[Items from a labeling collection]
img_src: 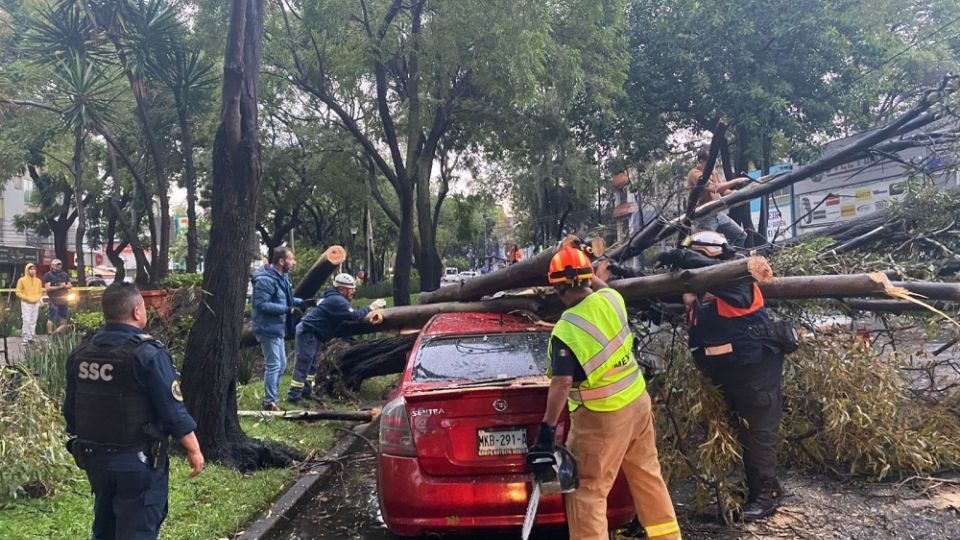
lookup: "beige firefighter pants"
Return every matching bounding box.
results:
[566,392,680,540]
--
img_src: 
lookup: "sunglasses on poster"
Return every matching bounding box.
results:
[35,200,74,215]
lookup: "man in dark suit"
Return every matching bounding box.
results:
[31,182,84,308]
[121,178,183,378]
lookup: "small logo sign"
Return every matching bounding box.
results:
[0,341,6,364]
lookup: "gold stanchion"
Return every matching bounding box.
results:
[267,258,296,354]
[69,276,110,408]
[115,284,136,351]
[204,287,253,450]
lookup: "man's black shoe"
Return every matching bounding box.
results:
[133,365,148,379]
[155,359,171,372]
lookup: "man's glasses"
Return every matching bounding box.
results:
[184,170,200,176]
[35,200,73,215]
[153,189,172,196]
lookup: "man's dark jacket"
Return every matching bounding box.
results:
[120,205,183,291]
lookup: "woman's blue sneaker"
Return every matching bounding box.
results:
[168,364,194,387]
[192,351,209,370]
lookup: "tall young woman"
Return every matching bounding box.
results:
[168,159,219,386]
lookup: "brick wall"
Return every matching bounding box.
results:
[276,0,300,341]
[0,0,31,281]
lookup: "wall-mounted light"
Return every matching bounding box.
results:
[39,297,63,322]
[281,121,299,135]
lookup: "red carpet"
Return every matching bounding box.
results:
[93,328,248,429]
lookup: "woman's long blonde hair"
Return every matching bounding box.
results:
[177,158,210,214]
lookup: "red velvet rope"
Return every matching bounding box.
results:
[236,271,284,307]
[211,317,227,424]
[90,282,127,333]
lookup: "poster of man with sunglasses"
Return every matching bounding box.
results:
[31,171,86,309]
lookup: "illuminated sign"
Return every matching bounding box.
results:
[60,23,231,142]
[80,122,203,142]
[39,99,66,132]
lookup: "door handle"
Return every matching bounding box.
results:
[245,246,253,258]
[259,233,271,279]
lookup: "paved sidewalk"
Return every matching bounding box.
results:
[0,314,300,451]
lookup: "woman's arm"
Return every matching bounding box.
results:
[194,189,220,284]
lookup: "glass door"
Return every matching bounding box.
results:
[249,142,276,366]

* Aim *
Extract every line of the items that contains the string "door", treating case as significant.

* Output for this task *
lookup: "door handle"
lookup: "glass door"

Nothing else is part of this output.